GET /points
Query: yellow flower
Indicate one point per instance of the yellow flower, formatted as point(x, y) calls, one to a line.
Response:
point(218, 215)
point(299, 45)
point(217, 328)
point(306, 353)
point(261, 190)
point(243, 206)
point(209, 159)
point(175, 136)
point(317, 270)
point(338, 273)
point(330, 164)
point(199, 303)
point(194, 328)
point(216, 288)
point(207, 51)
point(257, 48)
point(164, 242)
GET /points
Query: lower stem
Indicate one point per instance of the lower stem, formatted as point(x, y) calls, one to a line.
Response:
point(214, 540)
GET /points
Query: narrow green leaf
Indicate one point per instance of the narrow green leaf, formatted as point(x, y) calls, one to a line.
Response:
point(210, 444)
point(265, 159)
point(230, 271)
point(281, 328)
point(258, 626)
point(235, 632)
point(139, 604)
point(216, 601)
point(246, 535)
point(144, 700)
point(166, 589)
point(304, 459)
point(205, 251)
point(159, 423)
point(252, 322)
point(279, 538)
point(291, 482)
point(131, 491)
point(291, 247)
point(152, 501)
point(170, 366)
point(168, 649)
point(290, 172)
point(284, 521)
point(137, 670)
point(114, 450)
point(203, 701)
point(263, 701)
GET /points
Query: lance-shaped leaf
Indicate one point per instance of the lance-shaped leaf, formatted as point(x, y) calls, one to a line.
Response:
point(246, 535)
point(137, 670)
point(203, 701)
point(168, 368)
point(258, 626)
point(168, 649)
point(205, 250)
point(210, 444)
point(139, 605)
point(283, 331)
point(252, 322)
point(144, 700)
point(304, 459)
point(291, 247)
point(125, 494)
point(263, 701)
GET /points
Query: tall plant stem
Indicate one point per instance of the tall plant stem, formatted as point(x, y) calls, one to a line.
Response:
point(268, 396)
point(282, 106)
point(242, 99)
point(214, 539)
# # # #
Rewrite every line of the data above, from its first line through the line holding "point(214, 540)", inclusive, and shift each coordinate in the point(x, y) answers up by 13. Keep all other lines unchanged.

GET /points
Query: yellow flower
Indicate one point per instance of the yellow flower, formatted as point(x, y) calls, one to a line.
Response:
point(231, 228)
point(312, 58)
point(230, 341)
point(319, 366)
point(274, 203)
point(256, 219)
point(222, 172)
point(188, 149)
point(330, 283)
point(351, 286)
point(343, 177)
point(212, 316)
point(207, 341)
point(229, 301)
point(220, 64)
point(270, 61)
point(177, 255)
GET /points
Query: lower stem
Indicate one point per instance of the lower stem, formatted as point(x, y) calls, one to a line.
Response:
point(227, 553)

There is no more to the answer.